Required action »
Check which lines in the records hold "building" and report how many there are, with no other text.

[Dataset excerpts]
------------------------------------------------------------
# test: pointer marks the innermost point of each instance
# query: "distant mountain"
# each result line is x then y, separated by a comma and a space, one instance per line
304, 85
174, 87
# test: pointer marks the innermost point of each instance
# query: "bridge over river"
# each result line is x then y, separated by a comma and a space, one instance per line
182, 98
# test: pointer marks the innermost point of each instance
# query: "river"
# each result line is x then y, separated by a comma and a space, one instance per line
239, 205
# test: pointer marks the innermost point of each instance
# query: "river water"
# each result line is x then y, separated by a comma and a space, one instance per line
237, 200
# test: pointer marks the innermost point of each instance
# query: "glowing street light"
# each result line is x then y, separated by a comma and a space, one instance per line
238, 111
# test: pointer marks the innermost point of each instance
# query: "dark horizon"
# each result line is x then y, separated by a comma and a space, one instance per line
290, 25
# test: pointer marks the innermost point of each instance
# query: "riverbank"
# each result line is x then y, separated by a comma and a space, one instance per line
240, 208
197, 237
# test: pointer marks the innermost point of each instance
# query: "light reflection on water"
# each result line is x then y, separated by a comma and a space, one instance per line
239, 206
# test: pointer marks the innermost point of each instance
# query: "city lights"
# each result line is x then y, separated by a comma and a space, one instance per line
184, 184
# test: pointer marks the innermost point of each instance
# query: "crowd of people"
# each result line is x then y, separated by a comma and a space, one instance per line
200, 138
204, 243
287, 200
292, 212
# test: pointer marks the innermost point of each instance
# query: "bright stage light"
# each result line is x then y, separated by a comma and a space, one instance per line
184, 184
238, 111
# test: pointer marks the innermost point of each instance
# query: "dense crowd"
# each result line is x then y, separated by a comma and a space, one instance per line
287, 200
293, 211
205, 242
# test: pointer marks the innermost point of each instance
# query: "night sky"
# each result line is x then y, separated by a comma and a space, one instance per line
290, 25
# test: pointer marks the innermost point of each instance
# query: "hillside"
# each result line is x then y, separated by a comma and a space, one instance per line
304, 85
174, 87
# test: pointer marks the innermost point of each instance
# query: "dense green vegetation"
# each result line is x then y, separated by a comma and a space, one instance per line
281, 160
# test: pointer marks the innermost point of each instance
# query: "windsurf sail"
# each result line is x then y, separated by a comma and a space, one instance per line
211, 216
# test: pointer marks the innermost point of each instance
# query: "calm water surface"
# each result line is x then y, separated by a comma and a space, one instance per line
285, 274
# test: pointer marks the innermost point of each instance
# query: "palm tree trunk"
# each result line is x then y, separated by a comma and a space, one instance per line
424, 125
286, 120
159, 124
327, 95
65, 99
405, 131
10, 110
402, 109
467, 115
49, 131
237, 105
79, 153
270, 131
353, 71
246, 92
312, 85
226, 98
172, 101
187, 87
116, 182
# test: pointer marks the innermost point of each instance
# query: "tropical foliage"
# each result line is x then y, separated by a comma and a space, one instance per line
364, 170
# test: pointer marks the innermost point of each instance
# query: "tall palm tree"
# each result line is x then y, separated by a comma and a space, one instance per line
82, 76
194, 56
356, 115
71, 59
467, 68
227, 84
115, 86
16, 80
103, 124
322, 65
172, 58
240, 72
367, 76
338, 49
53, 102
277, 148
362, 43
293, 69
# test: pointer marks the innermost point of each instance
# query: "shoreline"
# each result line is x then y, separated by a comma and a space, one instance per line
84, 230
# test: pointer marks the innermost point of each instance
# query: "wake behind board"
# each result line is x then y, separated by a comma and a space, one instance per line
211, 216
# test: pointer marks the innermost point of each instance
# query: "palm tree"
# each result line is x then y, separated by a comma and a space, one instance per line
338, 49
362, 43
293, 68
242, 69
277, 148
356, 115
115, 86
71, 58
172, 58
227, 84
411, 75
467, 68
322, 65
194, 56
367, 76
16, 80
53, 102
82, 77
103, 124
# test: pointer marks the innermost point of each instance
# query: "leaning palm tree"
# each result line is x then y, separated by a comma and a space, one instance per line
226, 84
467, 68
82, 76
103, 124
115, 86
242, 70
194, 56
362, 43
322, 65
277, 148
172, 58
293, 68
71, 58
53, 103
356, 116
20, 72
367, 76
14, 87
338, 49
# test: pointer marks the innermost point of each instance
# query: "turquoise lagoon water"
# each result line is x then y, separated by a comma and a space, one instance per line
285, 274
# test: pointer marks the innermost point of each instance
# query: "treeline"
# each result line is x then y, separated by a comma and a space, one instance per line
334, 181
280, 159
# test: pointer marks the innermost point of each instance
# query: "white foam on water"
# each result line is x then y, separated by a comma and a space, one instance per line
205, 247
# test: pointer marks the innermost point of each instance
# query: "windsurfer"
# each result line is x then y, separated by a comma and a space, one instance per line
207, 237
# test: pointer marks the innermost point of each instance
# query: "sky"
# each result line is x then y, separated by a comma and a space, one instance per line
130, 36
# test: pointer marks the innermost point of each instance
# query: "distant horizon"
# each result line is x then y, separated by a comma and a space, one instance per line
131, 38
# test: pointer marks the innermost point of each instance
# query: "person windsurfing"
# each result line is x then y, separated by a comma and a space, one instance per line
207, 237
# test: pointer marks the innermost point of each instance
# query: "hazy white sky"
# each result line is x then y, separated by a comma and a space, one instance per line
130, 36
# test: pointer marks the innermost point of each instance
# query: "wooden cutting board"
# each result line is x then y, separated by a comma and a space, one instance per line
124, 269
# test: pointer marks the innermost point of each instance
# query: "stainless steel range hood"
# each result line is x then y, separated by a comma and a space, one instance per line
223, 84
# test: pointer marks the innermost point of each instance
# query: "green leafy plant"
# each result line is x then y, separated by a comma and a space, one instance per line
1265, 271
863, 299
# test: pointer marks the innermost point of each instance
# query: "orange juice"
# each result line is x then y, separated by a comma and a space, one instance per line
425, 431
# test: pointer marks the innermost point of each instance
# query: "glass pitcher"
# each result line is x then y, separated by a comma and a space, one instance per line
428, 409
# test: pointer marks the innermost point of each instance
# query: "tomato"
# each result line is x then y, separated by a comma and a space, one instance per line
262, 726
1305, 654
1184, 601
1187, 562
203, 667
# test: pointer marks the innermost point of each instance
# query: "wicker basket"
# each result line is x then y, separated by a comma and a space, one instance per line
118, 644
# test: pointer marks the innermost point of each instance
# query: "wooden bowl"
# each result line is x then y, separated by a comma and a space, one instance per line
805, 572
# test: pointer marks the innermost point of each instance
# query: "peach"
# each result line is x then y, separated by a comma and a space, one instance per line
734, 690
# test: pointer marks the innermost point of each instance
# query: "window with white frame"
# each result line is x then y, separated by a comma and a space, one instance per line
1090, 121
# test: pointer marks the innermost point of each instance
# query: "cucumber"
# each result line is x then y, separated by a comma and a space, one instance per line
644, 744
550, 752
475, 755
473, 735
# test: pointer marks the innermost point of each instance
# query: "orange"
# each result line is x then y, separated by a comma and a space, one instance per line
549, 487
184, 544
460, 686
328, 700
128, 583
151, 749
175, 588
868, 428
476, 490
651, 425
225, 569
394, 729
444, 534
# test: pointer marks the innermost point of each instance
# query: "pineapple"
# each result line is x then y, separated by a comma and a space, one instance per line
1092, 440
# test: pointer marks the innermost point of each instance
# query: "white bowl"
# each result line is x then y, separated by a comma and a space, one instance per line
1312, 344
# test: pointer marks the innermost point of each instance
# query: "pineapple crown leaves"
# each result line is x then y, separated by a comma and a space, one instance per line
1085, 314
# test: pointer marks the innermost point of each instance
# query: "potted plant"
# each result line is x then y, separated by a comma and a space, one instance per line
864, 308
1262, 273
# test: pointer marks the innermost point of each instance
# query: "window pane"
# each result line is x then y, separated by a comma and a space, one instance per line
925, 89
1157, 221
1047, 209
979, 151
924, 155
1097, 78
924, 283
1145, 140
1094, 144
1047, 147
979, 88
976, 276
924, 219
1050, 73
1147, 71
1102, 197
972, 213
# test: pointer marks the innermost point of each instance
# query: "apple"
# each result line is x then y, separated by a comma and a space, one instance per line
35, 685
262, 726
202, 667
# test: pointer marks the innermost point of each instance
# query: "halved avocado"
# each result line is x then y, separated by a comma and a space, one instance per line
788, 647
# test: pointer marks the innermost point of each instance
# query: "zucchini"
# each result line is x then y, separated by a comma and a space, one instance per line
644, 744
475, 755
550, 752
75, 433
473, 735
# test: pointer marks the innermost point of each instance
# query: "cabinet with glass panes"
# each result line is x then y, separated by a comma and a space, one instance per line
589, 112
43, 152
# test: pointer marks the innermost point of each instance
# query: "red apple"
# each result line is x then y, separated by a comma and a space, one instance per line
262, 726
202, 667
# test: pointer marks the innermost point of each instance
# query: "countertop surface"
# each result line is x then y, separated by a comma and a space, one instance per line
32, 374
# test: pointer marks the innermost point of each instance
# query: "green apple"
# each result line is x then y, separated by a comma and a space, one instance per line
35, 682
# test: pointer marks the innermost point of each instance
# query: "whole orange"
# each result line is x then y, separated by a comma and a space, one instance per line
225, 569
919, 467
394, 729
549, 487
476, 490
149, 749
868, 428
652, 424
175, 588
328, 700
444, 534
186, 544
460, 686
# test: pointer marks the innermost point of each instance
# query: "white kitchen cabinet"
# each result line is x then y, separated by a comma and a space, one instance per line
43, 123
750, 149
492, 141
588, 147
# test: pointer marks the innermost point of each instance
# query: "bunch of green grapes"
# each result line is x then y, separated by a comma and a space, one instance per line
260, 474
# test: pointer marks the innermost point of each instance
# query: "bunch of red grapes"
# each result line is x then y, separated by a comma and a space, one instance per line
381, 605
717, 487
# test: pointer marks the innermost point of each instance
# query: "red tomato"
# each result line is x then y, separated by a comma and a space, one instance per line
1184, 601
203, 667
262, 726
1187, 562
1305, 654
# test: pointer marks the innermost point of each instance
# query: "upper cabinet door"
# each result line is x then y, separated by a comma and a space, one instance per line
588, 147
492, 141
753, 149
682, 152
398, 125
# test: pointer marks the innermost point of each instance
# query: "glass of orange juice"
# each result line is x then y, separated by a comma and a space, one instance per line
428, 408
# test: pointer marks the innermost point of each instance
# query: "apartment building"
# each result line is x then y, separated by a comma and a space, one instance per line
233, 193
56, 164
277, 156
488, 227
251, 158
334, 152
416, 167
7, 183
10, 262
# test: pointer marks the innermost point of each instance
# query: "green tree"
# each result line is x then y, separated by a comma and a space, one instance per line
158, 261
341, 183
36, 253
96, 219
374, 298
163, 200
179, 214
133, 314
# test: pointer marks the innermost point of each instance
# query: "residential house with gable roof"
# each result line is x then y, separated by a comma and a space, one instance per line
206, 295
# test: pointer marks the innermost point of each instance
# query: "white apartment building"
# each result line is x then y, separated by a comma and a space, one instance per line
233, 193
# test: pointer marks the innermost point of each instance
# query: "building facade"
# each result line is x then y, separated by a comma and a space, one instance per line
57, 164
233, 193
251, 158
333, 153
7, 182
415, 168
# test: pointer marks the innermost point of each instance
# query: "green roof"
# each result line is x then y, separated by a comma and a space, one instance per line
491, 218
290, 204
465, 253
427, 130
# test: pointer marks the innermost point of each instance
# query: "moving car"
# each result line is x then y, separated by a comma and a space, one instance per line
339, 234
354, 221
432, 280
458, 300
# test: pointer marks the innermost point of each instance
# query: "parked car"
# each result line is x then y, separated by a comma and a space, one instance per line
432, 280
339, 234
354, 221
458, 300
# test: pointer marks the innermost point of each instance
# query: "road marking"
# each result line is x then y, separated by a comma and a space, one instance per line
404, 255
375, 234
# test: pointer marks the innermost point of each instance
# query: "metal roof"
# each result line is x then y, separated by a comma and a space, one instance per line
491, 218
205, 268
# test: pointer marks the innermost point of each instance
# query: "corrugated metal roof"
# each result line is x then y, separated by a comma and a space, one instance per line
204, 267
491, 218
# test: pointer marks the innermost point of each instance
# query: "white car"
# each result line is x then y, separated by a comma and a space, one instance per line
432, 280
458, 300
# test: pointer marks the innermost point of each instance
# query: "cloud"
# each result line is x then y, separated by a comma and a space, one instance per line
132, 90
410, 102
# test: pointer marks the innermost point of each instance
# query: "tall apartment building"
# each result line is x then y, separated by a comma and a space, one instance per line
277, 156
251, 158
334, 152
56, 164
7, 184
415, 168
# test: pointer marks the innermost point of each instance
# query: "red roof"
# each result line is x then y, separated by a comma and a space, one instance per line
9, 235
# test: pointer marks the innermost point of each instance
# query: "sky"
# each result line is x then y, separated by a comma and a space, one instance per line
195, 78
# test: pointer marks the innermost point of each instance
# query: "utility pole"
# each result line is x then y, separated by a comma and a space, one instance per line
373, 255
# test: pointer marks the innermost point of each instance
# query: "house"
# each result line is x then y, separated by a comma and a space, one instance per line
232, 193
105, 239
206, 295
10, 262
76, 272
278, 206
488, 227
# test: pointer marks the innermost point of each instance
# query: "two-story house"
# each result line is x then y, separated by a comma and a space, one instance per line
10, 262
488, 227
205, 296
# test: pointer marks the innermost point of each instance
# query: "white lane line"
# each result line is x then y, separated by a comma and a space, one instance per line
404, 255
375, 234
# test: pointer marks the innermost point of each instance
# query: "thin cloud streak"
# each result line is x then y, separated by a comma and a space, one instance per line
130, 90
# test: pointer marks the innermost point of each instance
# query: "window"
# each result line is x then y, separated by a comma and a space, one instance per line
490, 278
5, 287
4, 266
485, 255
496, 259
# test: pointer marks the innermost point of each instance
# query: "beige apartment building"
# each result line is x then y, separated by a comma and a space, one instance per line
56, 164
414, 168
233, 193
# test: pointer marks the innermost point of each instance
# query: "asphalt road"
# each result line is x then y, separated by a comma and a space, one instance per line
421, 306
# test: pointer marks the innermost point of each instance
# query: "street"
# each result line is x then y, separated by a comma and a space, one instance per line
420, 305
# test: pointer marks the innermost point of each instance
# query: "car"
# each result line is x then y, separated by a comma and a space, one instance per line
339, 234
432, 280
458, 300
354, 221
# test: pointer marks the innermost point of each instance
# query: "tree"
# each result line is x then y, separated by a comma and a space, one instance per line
------------------------------------------------------------
Reply »
5